=== TEXT ===

50% of the desktops on site are running Windows 9x. They will move to W2K. There are about 2000-3000 Unix/Xterm machines. There are also a large number of Macs and about 150 Shiva Fastpaths still deployed with LocalTalk. They only use protocol based VLANs (e.g. an AppleTalk VLAN). Besides Macs running AppleTalk they also have Linux & Sun machines running AppleTalk.
The network folks are concerned about allowing dynamic DHCP since they then have no idea of what is on the network. However, static addressing does not allow the user to insert a NIC card. There are a limited number of "portable" plugs at CERN which are left connected even if there is no use. These are typically for conference room or public area use of laptops. Note plugs are disconnected from switch ports after a period of inactivity in order to provide for efficient use of resources. These portable plugs typically have static DHCP addresses assigned and are so labeled. There are some special subnets where portable plugs with dynamic DHCP addresses are supported. The portable plugs are inside the firewall, they rely on site security to prevent intrusions. The DHCP server is a Digital Unix machine.
They also have strong logging of flows and record the Mac address of machines that connect
The head of the security team at CERN, John Gamble, was unable to be present due to illness. John reports directly to the directorate and leads a team of 3 others (Lionel Cons, Paolo Moroni and Denise Heagerty). Besides the technical team (CERT). there is a security policy committee which createda CERN Security Rules document which will be published in January. Denise did not recall whether the policy committee has met recently
In John's absence Denise ably assisted me. Denise is leading a project to investigate common authentication for use by CERN services in particular Windows 2000 and Linux 2000 projects. The idea is to reduce the number of login/passwords requested from users. The project is called CLASP (for Common Login and Access Rights across Services Plan). The first goal is to simplify use of services, a secondary goal is improved security and elimination of clear text passwords is a desirable outcome. They plan to have assessed the feasibility by March/ April 2000 including a list of services which can be covered by the authentication mechanism and a list of proposed steps and resource estimates. The initial thoughts are towards seeing if they can use Kerberos v5, how it ties into AFS, tieing it into the Mail system passwords (which will saved in LDAP), and seeing how to tie into web access. There is also interest in collaborating with other HEP sites with the goal of simplifying access between sites for authenticated users (cross-realm authentication).

===

# GIVEN EXERCISE 1
Which people does the CERN notes text name? List every one.
# GIVEN EXERCISE 2
Does each statement below agree with the CERN notes text? For each, answer yes or no and quote the deciding words.
(a) The DHCP server is a Digital Unix machine.
(b) The portable plugs sit outside the firewall.
(c) Improved security is the first goal of CLASP.

=== ITEMS ===

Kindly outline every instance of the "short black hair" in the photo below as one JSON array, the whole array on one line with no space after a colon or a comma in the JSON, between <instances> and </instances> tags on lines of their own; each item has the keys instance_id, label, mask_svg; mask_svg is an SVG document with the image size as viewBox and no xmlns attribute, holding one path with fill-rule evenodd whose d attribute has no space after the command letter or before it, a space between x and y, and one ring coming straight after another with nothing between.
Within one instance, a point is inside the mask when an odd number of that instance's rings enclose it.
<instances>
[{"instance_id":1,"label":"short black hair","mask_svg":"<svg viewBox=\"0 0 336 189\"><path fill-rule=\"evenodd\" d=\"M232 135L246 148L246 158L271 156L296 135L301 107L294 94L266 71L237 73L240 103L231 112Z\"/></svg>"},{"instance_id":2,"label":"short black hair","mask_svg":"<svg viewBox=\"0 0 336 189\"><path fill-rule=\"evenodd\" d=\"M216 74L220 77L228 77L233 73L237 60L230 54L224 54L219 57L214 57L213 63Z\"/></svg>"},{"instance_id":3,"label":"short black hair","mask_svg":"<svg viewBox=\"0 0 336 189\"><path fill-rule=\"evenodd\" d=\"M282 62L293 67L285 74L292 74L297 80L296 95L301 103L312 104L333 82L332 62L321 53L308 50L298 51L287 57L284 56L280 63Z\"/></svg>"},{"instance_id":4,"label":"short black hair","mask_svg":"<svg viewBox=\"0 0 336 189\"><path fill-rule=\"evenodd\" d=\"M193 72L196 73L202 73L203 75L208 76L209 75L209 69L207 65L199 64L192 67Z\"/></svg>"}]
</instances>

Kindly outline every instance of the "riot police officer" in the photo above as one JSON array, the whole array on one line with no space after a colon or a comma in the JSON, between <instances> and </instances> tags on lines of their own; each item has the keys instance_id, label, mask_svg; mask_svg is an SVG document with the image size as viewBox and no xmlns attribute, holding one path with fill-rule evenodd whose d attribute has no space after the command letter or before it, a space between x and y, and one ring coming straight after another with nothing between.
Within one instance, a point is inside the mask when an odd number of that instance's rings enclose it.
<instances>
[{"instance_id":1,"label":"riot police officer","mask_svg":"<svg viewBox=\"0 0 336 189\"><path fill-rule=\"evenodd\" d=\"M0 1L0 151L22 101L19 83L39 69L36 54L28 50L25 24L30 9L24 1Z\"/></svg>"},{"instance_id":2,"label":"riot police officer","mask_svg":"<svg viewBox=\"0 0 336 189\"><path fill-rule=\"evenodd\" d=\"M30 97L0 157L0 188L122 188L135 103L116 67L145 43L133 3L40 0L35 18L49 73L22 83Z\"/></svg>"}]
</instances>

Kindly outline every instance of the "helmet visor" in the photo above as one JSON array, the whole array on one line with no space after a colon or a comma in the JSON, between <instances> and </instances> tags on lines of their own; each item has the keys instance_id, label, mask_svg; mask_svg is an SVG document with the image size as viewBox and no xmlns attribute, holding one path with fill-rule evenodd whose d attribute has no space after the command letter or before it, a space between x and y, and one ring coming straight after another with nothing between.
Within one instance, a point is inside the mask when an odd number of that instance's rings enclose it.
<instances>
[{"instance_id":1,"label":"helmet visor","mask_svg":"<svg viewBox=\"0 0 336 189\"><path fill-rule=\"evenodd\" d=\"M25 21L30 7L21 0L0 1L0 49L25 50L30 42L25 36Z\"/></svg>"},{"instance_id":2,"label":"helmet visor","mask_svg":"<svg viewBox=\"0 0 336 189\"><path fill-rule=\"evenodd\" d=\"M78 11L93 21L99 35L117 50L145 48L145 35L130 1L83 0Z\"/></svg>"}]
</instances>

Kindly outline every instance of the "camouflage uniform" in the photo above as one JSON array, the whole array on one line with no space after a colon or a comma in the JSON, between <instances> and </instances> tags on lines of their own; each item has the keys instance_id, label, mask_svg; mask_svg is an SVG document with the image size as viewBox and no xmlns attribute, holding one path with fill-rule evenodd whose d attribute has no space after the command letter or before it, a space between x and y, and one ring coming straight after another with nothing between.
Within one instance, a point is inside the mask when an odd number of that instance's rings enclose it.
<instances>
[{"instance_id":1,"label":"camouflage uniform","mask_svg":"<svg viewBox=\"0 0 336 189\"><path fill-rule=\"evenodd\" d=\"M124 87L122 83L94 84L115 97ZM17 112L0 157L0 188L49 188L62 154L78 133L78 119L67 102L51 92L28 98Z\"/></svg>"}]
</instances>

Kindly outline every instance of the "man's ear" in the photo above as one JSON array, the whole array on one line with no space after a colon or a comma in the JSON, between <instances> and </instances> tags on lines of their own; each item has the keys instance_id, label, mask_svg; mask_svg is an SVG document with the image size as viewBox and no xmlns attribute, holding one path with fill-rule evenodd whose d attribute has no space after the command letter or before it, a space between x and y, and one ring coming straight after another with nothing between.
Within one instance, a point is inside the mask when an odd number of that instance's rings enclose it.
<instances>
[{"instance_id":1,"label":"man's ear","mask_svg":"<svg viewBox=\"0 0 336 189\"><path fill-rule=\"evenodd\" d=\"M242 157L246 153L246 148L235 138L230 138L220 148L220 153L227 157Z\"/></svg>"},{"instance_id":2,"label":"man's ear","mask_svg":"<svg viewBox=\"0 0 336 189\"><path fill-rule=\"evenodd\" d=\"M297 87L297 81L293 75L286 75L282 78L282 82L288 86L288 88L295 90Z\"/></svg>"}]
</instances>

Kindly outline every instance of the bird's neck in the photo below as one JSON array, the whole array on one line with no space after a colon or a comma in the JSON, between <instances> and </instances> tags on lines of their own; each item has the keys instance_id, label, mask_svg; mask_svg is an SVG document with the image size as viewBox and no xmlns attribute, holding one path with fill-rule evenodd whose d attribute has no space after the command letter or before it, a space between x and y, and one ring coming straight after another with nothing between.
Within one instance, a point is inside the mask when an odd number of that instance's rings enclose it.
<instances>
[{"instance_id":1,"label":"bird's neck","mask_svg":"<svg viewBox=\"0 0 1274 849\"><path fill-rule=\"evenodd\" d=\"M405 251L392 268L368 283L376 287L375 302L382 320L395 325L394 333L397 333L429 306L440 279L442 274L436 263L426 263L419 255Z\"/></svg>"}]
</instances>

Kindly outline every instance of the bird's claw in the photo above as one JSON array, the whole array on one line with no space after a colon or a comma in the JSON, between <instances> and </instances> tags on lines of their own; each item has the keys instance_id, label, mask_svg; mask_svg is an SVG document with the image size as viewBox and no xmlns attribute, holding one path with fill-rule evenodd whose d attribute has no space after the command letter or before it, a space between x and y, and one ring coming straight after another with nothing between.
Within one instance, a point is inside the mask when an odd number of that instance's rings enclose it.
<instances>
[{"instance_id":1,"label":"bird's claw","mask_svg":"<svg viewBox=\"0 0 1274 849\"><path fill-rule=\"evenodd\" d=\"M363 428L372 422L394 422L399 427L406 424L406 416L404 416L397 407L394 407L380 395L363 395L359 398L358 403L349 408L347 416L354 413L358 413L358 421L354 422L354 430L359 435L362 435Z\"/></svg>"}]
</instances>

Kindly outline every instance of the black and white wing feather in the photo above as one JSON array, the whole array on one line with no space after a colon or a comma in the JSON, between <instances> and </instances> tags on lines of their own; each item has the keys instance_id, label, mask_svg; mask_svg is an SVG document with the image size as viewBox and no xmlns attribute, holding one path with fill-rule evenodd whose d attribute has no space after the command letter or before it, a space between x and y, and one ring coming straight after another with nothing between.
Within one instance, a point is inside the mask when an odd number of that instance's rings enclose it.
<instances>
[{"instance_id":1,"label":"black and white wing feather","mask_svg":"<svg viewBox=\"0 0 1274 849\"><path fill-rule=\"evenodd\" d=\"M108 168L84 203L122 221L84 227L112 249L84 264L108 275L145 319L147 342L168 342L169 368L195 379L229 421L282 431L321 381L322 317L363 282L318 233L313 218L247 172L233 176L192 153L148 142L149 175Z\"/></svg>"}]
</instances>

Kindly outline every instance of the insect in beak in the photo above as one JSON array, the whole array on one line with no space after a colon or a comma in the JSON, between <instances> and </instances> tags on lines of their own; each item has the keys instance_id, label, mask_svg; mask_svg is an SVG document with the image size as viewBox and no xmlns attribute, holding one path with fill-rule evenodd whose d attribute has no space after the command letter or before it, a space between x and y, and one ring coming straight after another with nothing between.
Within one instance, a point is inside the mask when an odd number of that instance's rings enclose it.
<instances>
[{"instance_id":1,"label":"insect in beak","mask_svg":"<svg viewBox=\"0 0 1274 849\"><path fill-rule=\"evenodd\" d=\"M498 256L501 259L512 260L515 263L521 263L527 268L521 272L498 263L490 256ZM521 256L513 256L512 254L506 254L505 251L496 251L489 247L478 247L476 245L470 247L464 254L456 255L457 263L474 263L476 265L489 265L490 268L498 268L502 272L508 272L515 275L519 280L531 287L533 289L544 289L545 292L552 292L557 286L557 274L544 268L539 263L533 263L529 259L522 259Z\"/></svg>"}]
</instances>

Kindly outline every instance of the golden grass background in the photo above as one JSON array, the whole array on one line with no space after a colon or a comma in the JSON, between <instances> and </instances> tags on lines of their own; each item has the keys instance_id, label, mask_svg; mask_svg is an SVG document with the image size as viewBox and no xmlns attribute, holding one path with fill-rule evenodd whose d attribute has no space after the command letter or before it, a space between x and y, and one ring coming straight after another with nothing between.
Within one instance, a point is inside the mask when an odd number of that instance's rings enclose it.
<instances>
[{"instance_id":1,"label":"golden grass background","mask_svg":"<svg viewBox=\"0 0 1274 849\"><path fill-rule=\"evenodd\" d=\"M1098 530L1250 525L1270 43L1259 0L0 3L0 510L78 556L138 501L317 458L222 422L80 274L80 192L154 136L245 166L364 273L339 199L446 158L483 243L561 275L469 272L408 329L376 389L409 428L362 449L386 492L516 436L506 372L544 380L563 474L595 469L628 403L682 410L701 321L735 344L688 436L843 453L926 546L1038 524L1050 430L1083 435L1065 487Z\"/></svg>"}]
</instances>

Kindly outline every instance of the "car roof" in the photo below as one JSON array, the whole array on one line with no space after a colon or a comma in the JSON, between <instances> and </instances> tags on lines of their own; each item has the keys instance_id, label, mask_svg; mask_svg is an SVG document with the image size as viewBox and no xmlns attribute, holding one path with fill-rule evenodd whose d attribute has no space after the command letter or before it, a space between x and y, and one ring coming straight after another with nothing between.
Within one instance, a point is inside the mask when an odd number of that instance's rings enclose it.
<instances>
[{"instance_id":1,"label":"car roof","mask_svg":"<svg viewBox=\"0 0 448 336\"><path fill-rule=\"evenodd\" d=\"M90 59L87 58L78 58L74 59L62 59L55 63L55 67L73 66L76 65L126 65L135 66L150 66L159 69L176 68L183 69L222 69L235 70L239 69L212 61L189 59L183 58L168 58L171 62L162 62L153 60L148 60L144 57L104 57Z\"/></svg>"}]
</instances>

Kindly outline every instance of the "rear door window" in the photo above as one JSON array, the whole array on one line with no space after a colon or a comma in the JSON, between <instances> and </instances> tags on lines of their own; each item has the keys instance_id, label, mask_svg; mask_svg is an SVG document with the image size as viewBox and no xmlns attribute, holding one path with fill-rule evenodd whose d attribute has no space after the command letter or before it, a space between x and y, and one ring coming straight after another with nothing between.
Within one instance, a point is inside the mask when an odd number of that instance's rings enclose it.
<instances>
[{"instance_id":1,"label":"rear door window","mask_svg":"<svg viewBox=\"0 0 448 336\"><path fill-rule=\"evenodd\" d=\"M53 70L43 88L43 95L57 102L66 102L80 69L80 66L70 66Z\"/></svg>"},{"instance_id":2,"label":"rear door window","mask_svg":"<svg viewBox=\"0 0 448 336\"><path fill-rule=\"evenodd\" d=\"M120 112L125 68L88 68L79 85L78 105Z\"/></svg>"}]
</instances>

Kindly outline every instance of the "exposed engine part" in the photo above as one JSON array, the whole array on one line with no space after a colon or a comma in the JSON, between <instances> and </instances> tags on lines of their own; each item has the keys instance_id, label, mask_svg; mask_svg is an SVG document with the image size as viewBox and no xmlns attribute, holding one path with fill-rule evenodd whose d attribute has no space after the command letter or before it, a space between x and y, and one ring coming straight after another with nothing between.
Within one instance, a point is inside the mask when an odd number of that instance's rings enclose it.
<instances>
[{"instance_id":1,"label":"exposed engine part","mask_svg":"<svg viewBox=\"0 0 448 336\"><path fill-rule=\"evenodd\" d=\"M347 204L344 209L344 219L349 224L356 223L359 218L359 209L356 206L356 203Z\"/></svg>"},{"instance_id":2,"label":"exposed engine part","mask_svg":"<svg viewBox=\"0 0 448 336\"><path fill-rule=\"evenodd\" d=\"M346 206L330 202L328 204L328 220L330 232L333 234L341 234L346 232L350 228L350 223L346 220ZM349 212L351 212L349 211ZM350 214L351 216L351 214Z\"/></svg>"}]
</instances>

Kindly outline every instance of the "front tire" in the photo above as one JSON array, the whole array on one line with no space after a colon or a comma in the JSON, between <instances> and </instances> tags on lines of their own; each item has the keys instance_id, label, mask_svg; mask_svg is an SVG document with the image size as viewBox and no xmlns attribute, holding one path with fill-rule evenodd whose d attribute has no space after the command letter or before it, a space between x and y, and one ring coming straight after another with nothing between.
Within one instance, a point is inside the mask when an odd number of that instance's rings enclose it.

===

# SOLUTION 1
John Gamble, Lionel Cons, Paolo Moroni, Denise Heagerty

# SOLUTION 2
(a) Yes: "The DHCP server is a Digital Unix machine."
(b) No: "The portable plugs are inside the firewall"
(c) No: "The first goal is to simplify use of services, a secondary goal is improved security"